● **課題内容**: ハンフォード作業員の疾病救済をめぐる州法についての記事を、最後の文の後から書き継ぎなさい。

トリシティ・ヘラルド紙
[訳注]トリシティズ(Tri-Cities)とは、米国ワシントン州ハンフォード核保留区の後背地に位置する3自治体、ケニウィック、パスコ、リッチランドを中心とする広域都市圏。人口は2010年国勢調査で253,540人。
連邦政府、ハンフォード疾病作業員救済州法を提訴すると脅迫
アネッテ・キャリー ANNETTE CARY
2018年11月28日
2018年に制定された州法は、ハンフォード作業員らが申し立てる幅広い疾病について、首尾よく承認されるようになることを目指していた。
作業員らが救済申し立て手続きを取るさい、その疾患が――呼吸器科や神経科の病気、あるいは多発性の癌であれ――核保留区で働いたことが原因であると証明することが不要になった。

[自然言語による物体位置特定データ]
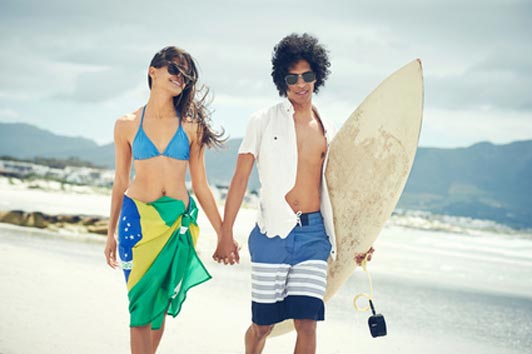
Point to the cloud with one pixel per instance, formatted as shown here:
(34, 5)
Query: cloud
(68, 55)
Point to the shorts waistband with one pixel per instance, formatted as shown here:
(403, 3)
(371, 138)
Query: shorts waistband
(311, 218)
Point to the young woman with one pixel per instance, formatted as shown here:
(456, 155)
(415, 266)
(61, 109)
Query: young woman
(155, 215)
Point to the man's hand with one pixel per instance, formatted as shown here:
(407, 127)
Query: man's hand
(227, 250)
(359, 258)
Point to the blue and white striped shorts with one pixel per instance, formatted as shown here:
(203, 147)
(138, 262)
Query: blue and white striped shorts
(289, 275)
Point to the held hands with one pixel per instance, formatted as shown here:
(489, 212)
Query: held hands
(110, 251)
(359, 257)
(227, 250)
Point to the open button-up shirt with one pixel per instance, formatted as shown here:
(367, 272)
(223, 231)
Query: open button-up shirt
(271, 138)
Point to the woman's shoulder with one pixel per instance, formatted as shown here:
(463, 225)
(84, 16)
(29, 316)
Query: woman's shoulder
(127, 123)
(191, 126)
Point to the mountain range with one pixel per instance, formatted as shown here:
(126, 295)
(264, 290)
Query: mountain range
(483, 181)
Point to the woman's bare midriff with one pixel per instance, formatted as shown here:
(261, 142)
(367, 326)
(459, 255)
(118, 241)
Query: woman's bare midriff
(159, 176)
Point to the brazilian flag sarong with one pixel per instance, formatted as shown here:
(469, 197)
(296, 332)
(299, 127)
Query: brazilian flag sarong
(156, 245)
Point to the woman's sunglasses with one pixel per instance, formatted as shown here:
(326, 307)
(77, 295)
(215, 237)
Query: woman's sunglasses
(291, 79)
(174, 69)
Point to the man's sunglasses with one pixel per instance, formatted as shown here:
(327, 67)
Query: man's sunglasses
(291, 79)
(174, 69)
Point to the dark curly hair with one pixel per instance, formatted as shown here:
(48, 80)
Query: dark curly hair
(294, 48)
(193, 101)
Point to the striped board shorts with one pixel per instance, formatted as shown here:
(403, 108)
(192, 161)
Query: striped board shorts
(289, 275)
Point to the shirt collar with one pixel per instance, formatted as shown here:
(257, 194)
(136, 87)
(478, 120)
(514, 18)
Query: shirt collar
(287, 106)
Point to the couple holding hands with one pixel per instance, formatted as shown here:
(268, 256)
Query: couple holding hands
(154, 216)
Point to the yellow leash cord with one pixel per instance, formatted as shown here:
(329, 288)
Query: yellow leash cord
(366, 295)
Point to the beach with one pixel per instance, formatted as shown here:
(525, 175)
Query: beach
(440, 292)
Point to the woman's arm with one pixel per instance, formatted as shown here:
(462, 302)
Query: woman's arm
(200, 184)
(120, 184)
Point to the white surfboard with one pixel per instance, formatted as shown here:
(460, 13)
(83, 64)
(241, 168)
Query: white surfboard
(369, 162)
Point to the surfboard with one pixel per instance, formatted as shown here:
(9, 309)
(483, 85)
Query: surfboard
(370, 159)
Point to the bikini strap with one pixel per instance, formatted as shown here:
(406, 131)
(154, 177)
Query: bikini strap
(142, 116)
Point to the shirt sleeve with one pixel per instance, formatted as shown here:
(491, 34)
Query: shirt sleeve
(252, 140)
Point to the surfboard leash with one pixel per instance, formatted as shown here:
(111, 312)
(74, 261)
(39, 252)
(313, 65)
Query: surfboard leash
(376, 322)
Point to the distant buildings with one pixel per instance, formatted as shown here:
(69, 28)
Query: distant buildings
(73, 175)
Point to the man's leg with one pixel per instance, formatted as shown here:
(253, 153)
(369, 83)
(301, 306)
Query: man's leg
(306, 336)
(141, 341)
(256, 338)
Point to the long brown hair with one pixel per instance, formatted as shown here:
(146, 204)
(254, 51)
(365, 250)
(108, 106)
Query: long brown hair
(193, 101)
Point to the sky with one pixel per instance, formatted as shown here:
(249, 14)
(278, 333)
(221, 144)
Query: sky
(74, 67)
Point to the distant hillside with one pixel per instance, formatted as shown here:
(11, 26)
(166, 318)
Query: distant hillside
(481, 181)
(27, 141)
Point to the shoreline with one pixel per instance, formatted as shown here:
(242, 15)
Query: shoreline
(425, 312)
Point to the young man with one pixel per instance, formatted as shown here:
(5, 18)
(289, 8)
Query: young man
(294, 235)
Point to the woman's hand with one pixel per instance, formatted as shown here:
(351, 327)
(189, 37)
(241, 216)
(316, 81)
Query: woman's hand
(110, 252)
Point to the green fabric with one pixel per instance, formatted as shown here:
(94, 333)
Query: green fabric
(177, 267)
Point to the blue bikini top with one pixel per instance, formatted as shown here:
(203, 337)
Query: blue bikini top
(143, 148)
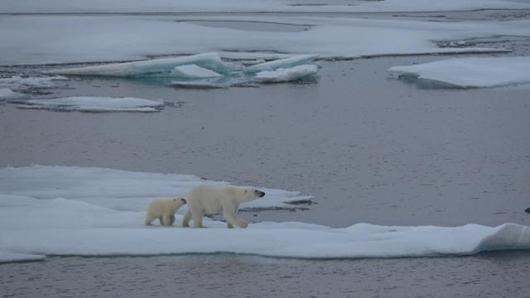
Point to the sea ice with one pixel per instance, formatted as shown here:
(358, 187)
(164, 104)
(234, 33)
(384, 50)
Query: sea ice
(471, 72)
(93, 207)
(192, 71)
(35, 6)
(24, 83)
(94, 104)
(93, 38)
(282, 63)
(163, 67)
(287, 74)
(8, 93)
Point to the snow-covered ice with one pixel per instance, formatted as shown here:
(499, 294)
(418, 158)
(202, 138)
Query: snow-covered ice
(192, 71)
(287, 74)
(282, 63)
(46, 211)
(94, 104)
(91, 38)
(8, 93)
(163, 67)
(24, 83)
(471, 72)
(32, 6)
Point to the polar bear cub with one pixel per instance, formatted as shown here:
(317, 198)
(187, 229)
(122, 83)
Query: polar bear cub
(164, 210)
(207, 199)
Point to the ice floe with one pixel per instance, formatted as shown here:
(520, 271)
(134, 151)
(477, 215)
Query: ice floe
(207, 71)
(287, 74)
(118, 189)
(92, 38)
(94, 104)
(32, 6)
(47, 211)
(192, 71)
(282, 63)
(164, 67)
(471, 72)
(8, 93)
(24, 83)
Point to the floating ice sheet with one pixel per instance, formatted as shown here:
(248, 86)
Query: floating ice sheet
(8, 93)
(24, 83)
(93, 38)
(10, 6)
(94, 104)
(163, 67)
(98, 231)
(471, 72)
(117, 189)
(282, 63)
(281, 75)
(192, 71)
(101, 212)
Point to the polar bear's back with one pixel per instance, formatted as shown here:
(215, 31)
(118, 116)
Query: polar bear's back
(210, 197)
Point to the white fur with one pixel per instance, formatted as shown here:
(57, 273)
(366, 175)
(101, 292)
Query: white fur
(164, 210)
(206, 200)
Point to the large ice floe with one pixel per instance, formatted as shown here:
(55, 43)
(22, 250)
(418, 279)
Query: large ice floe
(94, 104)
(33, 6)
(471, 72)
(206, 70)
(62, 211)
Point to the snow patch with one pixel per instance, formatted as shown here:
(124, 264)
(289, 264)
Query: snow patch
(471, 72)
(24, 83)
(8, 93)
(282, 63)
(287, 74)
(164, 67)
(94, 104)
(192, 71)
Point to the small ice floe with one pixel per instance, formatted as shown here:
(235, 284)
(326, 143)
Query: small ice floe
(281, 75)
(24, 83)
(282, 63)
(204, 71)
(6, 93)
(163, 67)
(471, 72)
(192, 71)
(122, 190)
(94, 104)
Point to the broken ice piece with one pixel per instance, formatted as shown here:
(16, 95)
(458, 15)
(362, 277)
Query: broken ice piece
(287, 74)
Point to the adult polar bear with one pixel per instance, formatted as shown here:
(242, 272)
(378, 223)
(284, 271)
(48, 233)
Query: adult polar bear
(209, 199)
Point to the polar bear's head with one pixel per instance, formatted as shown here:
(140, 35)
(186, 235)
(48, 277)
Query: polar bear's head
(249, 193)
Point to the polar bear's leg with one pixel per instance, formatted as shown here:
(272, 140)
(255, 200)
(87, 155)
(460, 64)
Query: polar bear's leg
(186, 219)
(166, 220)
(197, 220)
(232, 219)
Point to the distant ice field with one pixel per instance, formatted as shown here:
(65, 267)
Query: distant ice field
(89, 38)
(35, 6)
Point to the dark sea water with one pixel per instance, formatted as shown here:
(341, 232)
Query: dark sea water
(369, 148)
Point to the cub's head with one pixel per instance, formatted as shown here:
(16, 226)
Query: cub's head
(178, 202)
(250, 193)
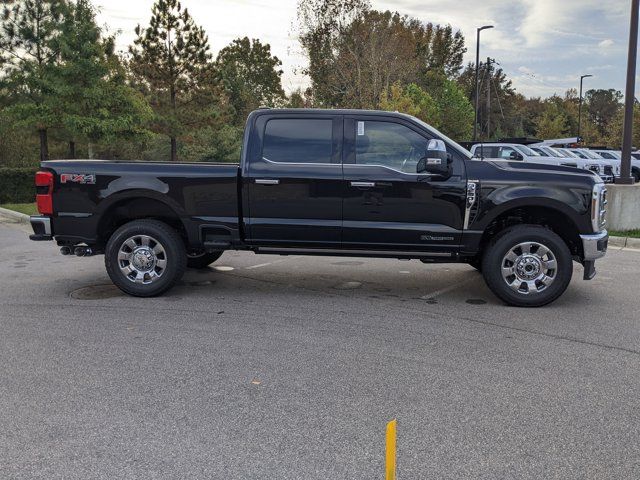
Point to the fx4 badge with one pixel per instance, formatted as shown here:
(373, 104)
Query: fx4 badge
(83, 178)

● **本課題の解答**:
司法省がジェイ・インスリー知事宛てに送付した書簡によれば、連邦政府をじかに規制することになる新法は、合衆国憲法の優越条項を侵害するという。
州法はまた、連邦政府に対して州内の他の団体とは違った基準を適用しており、これは差別であると司法省は主張する。
ワシントン州労働産業省に承認された申し立てにもとづいて、病気になった作業員の医療費と逸失賃金が補償されることになる可能性があるので、エネルギー省は作業員賠償請求に備えて自家保険*をかけている。
*[訳注]行政や企業などの経済体が不測の事態を想定して準備金を用意しておくこと。
司法省は、事態が訴訟なしに解消しないようでは、週末までにワシントン州に対して提訴に踏み切る意向であると明言した。
司法省はワシントン州に対して、病気になったハンフォード作業員向けの州政府労働者補償プログラムの拡大を阻止するために提訴すると脅迫している。
労働産業省のティム・チャーチ広報官は、同省が州司法長官室と連携して、連邦司法省の主張を聴取する意志があると同省に告知したといった。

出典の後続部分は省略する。